§ **TEXTO DE ORIGEM**
Voltei querendo lhe telefonar, e marcar a visita tantas vezes adiada ao Pátio da Vila Sonia, recém-inaugurado, e quem sabe ainda à sua casa na Praia dos Arquitetos. Agora não sei o que dizer. Mas as ruas de São Paulo não serão mais as mesmas. Nem os trens, nem as estações, nem eu.


Releio com dificuldade o texto que escrevi para o seu último livro (João Walter Toscano, J.J.Carol, 2007):




"FIRMEZA E FLUIDEZ
Se fosse possível resumir a obra de João Walter Toscano num único projeto, seria inevitável pensar no terminal da Estação da Luz. Em certo sentido, esse parece ser o ponto culminante de um longo processo iniciado duas décadas antes, no Largo 13, com a premiada estação à qual se seguiu a linhagem de projetos urbanos que hoje constitui um dos veios mais fortes da obra de Toscano.

§ **MATERIAL SELECIONADO**

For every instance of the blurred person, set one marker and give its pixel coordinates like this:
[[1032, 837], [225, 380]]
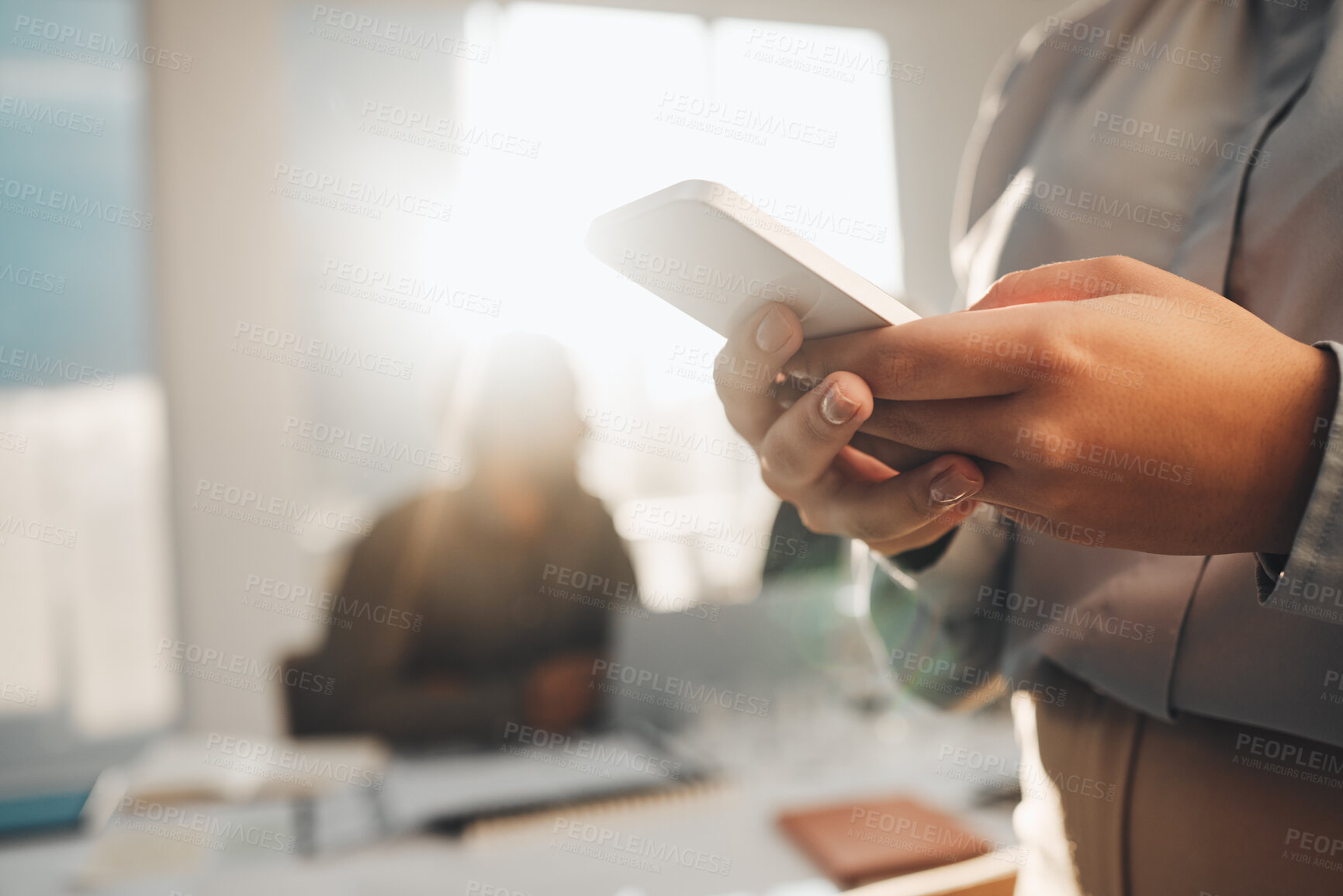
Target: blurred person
[[1113, 486], [453, 617]]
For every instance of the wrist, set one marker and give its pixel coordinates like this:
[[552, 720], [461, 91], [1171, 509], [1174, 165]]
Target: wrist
[[1311, 407]]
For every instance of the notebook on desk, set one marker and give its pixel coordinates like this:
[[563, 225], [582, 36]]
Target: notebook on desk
[[445, 793]]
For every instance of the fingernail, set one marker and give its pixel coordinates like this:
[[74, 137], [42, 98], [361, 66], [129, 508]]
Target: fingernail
[[773, 332], [951, 486], [837, 407]]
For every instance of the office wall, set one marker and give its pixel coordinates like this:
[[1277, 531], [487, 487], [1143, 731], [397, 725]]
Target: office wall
[[223, 254]]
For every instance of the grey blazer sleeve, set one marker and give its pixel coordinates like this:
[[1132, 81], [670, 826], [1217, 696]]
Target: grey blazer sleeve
[[1268, 650]]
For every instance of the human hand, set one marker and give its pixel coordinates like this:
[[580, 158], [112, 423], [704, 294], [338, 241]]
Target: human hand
[[891, 496], [1107, 394], [559, 694]]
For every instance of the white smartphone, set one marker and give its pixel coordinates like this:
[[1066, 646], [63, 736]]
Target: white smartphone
[[711, 253]]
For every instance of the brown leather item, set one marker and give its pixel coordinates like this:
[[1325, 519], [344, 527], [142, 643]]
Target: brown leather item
[[858, 842]]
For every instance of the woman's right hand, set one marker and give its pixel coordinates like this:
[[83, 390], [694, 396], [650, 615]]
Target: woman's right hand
[[898, 503]]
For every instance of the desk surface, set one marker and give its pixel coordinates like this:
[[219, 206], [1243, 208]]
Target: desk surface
[[768, 765]]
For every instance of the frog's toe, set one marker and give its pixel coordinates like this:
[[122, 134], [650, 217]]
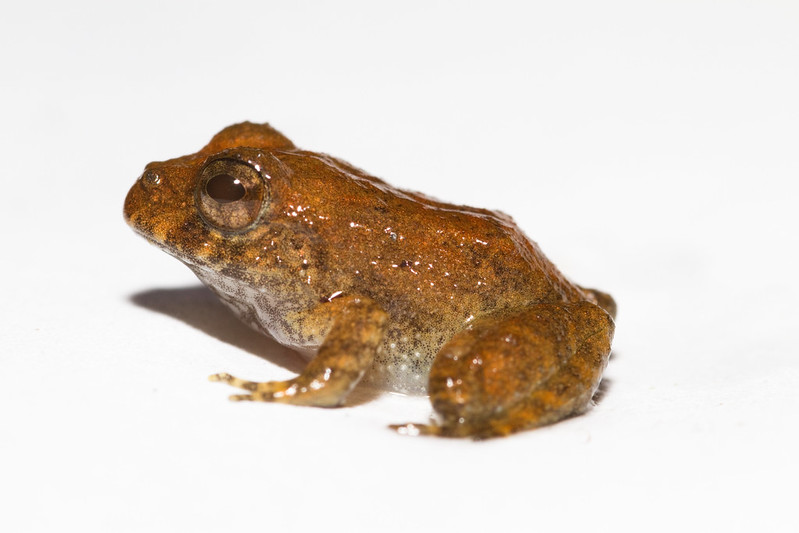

§ **COMPLETE A SEGUIR**
[a] No texto sobre João Walter Toscano, reescreva o trecho que vai de "Voltei querendo lhe" até "obra de Toscano.", trocando o nome "Largo 13" por "Largo Treze".
[b] Quais são todos os lugares com nome próprio citados no texto sobre João Walter Toscano?
[c] Prossiga o texto sobre João Walter Toscano a partir do ponto em que ele para.

§ **RESPOSTAS DO EXERCÍCIO**
[a]
Voltei querendo lhe telefonar, e marcar a visita tantas vezes adiada ao Pátio da Vila Sonia, recém-inaugurado, e quem sabe ainda à sua casa na Praia dos Arquitetos. Agora não sei o que dizer. Mas as ruas de São Paulo não serão mais as mesmas. Nem os trens, nem as estações, nem eu.


Releio com dificuldade o texto que escrevi para o seu último livro (João Walter Toscano, J.J.Carol, 2007):




"FIRMEZA E FLUIDEZ
Se fosse possível resumir a obra de João Walter Toscano num único projeto, seria inevitável pensar no terminal da Estação da Luz. Em certo sentido, esse parece ser o ponto culminante de um longo processo iniciado duas décadas antes, no Largo Treze, com a premiada estação à qual se seguiu a linhagem de projetos urbanos que hoje constitui um dos veios mais fortes da obra de Toscano.

[b] Pátio da Vila Sonia, Praia dos Arquitetos, São Paulo, Estação da Luz e Largo 13.

[c]
À diferença, no entanto, de seus antecedentes – como a própria Estação Largo 13, o Terminal Princesa Isabel ou a Estação Pêssego – o projeto para a Estação da Luz não tem presença na paisagem de São Paulo. A não ser pela sinalização visual, não se tem notícia do projeto até que se mergulhe sob a gare centenária. Só então a arquitetura de Toscano se apresenta: uma via de comércio banhada por luz zenital, bilheterias, salas de operação, escadas rolantes, plataformas de embarque e desembarque. Uma rede de espaços por onde circula, dia e noite, o fluxo espantoso de passageiros que constitui nada menos que a própria atividade estruturadora do projeto.

O desafio está justamente em confrontar-se com esse transitar coletivo e intermitente que a bem dizer resume o cotidiano metropolitano. E isso implica, claro, uma espécie de raciocínio essencialmente refratário a qualquer ordem estável, além de uma problematização da própria categoria tradicional de espaço. Nesse sentido, a experiência que essa arquitetura produz – projeto por princípio sem exterioridade nem forma – parece encontrar pontos de contato com a definição de “arquitetura líquida” de Ignasi Solá-Morales: “uma arquitetura que substitui a firmeza pela fluidez e a primazia do espaço pela primazia do tempo”
. Mas essa definição só caberia, para Toscano, até certo ponto. Longe de se bater contra o atributo vitruviano, o arquiteto sustenta a tensão entre firmeza e fluidez, e não se apressa em resolvê-la. "

Que o Rio guarde pelo menos um dos últimos projetos de Toscano, apresentado no concurso para a biblioteca da PUC.